Late last year, the #MeToo India moment created a much-needed jolt over gender justice, sexual harassment, power abuse and workplace redressal systems. Now, many months after, it’s hard to imagine all that happened in the white heat of October-November 2018. There has been a slow subsiding of the movement since. One of the reasons for that, has been due to #MeToo India’s telling silences and blind spots. The latter happened as only a set of people, mainly feminists, set the agenda for the #MeToo conversation. There was much-required reporting and augmenting of the voices of victims. But the investigation into the making of the harasser, had to go further. Thus, the skewed analyses led to an important, but limiting, public discourse. Due to that, many germane queries went unasked or if some were brought up, they went half explained. One such, was the idea of sex as a form of power and the relationship between sex and power.
During #MeToo India’s apex, there was intense explication over legitimate matters of sexual ‘choice’ and ‘consent’. However, those arguments failed to fully engage with the making and conversion of sex into a form of power for one gender over another. This writer found the following queries weren’t posed in relation to the accused harassers (and sexual harassment in general): a) How did the harasser reach a point where they saw sex as a form of power? b) How did the harasser reach a point where they saw sex as a form of abusing power? c) Since a number of harassers were married men, what light did #MeToo shine on the institution of marriage? and d) In what ways can thinking about sex be separated from notions of power?
The last has been one of the vexing queries to emerge in the post #MeToo churn and one without any easy answer. For this to be understood, one needed to reflect on how harassers became who they are. An obvious answer may lie in the gendered ordering of most societies, where power is distributed unevenly between women and men through the family-marriage-community web. The latter organises sexual intimacy as a ritual of social norms. And social norms tighten the interlinking of power with sex.

■ **Brief 1**
According to the article on #MeToo India, during which months of 2018 did the movement reach its "white heat"?

■ **Dataset excerpts**
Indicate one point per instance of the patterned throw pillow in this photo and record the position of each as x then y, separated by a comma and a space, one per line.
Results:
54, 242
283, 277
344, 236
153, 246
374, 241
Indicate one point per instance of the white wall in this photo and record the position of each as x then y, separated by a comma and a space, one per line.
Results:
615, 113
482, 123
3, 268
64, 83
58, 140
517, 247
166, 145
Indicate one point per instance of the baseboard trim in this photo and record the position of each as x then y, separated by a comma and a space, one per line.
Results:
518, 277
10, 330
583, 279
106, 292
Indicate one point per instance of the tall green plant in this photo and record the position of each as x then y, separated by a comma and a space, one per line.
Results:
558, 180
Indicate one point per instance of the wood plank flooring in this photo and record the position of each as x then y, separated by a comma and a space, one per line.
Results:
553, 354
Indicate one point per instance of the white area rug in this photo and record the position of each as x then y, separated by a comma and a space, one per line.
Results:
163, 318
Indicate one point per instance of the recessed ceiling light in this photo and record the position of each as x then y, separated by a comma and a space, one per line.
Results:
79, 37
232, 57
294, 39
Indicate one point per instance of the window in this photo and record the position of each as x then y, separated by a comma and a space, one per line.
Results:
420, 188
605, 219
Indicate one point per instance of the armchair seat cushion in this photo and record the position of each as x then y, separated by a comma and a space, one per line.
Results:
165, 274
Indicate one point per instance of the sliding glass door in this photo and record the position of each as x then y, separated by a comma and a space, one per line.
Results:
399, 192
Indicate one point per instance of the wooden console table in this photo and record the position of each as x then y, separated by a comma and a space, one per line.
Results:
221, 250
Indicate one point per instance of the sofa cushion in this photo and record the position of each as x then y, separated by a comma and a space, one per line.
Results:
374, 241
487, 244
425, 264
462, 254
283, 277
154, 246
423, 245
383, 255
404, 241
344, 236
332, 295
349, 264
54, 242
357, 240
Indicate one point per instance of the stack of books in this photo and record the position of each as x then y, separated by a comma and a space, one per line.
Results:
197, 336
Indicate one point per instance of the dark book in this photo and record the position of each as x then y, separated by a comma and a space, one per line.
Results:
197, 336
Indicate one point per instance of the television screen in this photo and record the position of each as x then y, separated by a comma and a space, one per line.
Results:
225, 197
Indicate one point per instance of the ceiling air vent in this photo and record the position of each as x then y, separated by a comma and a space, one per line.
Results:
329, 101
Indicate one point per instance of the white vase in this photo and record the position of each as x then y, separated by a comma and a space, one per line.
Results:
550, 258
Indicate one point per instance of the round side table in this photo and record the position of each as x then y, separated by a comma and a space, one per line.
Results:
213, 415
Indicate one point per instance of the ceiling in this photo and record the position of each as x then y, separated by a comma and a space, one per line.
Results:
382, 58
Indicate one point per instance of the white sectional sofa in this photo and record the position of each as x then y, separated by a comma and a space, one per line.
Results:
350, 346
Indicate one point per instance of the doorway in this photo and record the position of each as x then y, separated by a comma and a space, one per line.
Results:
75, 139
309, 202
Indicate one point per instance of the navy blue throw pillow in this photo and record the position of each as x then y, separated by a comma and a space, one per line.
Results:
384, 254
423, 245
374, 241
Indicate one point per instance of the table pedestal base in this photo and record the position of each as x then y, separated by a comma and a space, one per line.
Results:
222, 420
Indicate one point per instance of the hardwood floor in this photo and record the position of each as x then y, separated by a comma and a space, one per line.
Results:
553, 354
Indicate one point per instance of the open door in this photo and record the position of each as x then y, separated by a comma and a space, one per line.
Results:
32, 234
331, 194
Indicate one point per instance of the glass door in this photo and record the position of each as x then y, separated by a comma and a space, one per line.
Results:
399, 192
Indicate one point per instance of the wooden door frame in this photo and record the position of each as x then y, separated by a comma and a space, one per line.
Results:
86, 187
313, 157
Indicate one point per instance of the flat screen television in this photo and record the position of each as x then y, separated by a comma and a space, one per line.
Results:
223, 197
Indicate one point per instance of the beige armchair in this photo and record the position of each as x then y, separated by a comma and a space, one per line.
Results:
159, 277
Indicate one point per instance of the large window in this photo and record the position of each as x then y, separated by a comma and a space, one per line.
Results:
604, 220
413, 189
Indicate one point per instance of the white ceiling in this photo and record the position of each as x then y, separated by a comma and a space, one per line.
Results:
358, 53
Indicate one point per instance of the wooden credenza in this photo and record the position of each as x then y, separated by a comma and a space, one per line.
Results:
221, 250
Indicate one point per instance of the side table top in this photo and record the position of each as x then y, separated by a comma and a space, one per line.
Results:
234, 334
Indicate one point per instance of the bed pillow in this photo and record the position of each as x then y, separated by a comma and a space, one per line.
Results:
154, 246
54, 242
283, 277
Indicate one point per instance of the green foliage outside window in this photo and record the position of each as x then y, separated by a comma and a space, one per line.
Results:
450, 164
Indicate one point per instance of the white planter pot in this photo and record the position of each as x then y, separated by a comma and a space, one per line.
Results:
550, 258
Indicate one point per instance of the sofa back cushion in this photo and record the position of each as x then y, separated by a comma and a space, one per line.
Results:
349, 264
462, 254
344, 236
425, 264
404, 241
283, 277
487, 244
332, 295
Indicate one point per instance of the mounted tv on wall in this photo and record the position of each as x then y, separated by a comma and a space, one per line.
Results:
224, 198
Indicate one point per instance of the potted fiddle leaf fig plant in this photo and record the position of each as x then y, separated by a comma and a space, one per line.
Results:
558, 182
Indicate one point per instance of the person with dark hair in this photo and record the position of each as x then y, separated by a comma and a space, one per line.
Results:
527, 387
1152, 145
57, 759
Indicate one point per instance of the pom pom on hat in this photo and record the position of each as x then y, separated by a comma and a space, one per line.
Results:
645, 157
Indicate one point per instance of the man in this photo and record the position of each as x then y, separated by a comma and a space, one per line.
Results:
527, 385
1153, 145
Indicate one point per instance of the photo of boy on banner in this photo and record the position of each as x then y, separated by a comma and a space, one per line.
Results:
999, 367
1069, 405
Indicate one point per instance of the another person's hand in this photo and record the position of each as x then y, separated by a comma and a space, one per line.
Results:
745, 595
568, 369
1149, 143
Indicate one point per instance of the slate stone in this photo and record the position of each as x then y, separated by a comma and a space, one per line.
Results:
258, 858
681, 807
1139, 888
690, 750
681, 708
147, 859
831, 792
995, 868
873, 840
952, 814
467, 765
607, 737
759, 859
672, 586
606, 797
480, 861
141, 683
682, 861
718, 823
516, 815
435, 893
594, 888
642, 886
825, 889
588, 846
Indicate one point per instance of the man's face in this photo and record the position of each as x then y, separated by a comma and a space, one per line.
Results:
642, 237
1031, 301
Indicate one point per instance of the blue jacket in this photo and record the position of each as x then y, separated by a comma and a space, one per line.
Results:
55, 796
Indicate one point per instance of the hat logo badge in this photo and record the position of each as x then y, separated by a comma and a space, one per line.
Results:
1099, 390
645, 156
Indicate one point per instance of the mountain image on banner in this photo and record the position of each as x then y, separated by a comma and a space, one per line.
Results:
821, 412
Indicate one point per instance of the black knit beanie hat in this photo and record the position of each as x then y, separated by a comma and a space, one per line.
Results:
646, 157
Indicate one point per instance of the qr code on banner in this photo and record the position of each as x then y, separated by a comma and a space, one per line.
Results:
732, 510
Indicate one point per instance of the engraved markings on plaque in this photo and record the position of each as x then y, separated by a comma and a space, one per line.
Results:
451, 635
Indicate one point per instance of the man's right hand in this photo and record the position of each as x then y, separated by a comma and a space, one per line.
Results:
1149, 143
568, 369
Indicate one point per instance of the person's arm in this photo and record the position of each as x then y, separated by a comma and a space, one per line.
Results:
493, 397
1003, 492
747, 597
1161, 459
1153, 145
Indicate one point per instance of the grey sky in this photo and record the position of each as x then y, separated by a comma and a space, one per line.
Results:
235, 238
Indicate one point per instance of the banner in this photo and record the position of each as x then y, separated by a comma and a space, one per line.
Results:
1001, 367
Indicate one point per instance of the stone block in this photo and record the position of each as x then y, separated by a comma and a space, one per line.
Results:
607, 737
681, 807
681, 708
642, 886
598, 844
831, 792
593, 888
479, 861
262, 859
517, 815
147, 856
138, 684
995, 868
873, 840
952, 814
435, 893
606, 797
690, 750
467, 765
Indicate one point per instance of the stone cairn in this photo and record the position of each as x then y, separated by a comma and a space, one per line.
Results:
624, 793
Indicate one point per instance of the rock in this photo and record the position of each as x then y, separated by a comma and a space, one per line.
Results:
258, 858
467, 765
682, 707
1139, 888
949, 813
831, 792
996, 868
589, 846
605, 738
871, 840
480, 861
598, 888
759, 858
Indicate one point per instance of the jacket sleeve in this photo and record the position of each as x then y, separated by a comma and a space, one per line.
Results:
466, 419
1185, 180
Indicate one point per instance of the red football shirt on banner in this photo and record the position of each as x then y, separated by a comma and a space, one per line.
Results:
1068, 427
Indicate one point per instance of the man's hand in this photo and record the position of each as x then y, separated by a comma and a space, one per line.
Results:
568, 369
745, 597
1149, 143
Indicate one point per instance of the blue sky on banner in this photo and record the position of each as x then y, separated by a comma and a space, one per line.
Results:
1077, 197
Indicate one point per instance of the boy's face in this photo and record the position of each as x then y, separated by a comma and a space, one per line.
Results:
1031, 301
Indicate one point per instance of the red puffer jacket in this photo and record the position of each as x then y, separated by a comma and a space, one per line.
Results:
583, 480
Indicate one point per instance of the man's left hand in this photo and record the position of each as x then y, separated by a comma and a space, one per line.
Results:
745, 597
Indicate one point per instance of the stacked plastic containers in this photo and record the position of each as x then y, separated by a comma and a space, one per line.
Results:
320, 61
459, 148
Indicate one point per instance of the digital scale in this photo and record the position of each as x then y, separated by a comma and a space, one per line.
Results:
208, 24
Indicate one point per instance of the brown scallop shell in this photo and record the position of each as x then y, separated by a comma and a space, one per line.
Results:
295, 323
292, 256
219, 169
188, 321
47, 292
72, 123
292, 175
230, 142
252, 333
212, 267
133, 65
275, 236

■ **Brief 2**
Locate every line of the records that contains the word "face".

■ **Task response 1**
October and November 2018.

■ **Task response 2**
Indicate one point per instance of the man's face in this photo and record the position of each as x then y, separated by a comma and a space, one per line.
Indicate one point per instance of the boy's face in this photo and record the position of each as x then y, separated by a comma and a space, one per line.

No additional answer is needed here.